## JOB
List each of the lines below that contains the word "green". Uppercase and lowercase letters count as different.

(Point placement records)
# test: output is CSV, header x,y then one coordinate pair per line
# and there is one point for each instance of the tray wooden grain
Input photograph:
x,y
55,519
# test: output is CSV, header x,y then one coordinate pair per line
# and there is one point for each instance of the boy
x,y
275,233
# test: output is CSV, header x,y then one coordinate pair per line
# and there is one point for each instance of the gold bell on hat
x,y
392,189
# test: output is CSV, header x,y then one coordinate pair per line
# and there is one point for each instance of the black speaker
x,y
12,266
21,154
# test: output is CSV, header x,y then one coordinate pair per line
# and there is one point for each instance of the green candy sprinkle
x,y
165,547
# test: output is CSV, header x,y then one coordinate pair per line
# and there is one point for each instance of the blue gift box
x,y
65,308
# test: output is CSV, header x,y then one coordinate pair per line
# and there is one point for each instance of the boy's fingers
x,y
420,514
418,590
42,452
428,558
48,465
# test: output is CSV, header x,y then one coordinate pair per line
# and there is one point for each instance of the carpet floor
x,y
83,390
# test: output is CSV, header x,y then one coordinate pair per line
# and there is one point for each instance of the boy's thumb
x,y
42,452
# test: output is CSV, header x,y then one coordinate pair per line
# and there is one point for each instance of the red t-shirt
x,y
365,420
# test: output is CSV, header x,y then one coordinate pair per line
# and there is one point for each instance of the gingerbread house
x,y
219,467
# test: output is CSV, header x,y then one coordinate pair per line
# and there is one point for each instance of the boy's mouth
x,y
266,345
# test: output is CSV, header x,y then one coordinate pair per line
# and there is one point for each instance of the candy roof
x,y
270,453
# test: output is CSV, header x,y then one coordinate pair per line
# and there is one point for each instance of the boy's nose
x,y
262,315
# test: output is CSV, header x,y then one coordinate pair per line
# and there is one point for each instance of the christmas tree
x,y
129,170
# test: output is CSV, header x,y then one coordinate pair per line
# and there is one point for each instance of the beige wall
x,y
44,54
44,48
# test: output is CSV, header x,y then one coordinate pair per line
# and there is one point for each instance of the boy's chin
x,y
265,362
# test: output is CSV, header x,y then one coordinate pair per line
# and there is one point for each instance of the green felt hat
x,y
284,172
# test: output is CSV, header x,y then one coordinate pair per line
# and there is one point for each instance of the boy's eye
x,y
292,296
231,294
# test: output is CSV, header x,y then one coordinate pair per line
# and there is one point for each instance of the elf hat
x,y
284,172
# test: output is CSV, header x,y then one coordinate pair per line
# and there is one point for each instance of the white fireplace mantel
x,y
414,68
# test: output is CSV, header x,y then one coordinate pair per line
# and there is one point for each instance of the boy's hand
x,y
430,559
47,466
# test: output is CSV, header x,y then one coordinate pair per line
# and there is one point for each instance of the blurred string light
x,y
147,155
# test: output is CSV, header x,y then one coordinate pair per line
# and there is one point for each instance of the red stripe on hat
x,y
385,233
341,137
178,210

## FINISHED EXERCISE
# and there is one point for each instance of the green candy sprinkle
# and there is one point for each instance of the green felt hat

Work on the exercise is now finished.